DATA IN THIS EXERCISE =
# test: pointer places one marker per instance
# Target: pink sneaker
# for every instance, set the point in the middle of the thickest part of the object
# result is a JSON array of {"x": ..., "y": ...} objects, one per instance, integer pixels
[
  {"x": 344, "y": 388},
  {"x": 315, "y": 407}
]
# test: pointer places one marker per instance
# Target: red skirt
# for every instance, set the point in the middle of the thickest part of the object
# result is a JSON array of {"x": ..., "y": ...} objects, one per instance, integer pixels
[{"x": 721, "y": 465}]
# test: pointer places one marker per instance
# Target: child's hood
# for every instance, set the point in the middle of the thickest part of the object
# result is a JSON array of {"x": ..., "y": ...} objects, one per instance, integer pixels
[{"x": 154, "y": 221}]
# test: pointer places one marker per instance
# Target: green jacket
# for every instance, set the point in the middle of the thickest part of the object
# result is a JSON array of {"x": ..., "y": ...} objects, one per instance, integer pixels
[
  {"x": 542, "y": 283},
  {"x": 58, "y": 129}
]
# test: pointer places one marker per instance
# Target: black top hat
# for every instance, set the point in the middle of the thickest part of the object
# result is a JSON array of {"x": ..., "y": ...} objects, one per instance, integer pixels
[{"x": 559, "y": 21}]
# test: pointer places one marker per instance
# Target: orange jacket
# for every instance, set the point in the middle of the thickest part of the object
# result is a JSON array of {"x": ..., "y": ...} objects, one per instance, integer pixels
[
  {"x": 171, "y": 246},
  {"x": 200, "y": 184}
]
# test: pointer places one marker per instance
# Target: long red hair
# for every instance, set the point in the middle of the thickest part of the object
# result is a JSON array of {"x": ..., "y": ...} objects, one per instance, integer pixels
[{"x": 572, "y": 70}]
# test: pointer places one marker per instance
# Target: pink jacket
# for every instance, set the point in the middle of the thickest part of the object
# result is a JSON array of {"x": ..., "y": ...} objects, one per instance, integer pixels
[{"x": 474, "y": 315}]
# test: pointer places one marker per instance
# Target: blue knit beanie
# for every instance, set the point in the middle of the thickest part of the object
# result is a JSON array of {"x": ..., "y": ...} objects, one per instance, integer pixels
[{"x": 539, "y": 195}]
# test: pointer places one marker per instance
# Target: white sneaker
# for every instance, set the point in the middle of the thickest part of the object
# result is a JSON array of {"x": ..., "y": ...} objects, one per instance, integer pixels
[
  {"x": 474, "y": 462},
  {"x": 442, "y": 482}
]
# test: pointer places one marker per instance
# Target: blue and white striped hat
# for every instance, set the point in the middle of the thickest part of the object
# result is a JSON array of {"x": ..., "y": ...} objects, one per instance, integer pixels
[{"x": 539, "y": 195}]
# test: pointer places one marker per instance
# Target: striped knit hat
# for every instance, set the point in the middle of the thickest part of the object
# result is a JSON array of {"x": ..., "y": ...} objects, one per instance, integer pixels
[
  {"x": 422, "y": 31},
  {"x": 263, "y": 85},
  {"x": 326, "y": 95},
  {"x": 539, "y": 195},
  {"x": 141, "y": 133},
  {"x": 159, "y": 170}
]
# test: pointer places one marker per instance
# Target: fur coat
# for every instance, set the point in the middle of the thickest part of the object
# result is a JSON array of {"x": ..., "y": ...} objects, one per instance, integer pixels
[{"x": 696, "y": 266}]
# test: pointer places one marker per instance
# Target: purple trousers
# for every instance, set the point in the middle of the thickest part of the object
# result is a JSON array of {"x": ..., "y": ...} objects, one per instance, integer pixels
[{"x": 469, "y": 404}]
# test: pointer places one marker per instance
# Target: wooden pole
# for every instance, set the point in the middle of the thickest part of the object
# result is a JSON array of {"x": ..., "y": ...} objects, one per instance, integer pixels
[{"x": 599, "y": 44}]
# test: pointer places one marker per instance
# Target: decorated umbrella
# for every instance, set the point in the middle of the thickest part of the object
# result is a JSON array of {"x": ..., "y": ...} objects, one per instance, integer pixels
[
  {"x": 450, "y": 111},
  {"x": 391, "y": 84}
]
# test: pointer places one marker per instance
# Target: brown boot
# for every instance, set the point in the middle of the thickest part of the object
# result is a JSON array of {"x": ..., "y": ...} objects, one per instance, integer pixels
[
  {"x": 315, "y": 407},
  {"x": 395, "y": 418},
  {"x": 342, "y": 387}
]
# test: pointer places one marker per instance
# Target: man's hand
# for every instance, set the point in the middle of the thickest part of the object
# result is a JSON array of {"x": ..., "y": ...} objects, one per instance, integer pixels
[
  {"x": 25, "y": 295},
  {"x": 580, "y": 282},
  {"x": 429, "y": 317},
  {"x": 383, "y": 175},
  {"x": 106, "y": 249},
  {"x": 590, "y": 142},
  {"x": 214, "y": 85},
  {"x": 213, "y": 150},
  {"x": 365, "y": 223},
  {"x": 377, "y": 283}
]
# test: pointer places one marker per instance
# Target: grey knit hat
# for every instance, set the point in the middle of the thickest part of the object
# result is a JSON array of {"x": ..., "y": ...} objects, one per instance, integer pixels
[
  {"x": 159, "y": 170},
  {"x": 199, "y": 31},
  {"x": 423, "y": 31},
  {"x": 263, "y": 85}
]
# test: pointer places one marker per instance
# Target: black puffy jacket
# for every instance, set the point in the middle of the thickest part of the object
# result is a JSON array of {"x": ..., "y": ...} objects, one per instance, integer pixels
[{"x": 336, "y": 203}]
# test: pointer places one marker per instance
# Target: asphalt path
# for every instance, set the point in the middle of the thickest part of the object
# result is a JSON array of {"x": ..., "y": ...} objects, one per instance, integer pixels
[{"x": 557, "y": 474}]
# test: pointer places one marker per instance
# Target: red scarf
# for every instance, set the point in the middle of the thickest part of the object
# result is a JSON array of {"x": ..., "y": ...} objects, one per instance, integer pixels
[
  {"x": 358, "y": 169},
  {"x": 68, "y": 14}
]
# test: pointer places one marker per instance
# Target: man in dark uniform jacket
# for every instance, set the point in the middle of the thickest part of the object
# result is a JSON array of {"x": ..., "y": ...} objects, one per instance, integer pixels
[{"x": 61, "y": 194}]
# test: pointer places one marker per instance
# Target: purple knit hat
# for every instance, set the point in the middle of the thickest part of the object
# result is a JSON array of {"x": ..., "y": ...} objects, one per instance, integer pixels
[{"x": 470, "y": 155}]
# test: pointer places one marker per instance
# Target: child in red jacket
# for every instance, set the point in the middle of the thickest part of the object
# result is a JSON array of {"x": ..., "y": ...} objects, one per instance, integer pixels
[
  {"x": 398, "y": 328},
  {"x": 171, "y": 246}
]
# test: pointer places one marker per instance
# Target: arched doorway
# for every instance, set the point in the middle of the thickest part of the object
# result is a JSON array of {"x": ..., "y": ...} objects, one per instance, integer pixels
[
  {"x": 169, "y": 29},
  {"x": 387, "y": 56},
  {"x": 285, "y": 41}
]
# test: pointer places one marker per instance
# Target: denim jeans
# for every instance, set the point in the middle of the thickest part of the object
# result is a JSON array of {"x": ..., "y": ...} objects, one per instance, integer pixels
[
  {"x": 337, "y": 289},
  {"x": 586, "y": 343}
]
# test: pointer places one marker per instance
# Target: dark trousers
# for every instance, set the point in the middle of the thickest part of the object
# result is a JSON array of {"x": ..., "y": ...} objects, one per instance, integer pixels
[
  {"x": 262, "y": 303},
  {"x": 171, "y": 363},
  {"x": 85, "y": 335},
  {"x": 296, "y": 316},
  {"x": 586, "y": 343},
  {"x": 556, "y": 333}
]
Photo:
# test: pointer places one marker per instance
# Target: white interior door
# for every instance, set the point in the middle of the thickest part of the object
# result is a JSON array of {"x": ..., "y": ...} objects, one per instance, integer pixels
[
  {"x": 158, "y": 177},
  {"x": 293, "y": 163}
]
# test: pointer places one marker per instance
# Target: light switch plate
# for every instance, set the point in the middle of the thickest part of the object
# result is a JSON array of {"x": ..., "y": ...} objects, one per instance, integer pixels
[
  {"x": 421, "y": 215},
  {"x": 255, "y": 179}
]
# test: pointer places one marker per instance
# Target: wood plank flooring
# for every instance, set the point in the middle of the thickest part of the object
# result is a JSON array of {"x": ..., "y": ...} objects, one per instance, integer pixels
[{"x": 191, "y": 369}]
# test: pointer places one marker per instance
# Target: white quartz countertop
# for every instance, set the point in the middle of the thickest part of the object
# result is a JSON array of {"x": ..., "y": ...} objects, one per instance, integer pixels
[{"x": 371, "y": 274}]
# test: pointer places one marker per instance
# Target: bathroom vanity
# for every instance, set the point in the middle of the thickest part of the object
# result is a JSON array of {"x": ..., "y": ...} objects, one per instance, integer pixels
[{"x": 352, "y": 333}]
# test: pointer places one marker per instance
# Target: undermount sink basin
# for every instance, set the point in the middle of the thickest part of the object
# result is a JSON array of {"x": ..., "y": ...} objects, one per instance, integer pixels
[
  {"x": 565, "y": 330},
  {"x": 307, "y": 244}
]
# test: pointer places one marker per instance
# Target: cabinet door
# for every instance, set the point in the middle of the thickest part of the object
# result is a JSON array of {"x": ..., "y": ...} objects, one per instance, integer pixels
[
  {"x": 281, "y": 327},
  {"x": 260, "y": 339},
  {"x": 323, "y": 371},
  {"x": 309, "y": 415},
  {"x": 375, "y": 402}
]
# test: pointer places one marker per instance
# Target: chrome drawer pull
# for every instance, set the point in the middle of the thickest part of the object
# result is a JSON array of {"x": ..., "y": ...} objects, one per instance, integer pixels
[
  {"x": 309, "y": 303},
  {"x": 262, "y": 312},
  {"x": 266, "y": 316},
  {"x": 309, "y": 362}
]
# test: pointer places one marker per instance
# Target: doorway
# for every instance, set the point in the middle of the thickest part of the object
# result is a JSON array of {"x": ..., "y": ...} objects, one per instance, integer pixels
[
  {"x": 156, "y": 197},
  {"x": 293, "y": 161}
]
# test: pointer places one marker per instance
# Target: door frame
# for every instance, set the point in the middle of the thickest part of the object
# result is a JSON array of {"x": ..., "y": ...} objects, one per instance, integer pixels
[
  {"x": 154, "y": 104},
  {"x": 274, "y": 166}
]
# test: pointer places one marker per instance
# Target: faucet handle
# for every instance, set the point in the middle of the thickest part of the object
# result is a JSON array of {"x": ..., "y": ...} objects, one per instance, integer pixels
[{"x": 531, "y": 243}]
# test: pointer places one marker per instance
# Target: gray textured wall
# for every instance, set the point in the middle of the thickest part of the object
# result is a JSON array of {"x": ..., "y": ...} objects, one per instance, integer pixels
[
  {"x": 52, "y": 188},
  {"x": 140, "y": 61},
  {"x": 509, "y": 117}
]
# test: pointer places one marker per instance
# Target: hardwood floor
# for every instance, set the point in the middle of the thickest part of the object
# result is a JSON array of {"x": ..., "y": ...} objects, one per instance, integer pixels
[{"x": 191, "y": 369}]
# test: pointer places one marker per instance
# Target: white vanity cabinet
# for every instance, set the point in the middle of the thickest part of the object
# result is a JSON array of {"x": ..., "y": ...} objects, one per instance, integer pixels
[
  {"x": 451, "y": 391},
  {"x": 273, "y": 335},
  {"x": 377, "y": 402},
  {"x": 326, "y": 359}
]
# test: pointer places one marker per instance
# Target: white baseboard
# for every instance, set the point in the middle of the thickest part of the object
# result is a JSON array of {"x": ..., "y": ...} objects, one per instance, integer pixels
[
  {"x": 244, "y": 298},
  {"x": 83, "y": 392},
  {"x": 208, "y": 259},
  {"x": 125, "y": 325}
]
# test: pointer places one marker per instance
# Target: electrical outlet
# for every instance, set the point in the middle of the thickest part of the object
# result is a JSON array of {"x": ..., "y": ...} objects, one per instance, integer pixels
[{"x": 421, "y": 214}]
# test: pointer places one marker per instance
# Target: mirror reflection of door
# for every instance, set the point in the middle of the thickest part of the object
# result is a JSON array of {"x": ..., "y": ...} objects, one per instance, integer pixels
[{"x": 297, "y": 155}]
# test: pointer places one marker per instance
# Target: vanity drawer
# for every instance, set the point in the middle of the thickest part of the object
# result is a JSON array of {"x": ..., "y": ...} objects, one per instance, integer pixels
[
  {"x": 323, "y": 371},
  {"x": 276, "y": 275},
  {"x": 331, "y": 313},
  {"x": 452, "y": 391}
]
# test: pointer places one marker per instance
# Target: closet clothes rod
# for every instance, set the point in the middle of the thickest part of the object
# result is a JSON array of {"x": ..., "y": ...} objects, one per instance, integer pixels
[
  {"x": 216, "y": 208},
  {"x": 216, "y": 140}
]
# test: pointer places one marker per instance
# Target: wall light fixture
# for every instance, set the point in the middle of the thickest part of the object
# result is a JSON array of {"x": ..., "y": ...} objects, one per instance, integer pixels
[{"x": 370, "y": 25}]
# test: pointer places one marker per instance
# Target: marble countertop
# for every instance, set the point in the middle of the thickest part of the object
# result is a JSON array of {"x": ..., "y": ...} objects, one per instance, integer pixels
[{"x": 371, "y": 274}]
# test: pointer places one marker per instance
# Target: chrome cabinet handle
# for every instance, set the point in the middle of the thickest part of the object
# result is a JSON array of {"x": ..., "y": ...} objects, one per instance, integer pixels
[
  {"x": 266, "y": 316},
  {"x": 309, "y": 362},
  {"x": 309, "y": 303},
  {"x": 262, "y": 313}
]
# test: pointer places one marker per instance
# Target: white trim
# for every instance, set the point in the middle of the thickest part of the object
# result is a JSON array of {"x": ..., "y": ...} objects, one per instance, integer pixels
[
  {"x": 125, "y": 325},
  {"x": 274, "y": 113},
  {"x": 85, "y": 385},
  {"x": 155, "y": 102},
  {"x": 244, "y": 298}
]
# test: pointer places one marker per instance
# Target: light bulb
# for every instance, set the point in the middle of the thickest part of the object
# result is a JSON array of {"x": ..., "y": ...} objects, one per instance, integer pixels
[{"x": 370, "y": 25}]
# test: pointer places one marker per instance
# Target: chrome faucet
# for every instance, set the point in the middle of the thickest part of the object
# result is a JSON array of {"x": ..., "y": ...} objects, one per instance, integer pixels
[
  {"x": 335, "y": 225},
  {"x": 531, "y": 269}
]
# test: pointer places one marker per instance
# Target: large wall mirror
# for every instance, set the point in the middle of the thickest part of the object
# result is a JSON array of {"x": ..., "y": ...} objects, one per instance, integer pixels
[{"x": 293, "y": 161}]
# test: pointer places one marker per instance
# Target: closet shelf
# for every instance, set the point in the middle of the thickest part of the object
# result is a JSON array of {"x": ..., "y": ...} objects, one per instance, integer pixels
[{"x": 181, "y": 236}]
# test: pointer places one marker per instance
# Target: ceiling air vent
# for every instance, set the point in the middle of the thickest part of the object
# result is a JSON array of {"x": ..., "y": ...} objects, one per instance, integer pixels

REQUIREMENT = Look through the entries above; find each line with the word "cabinet" and copy it.

RESPONSE BELOW =
# Target: cabinet door
# Target: white vanity cabinet
# Target: chrome cabinet handle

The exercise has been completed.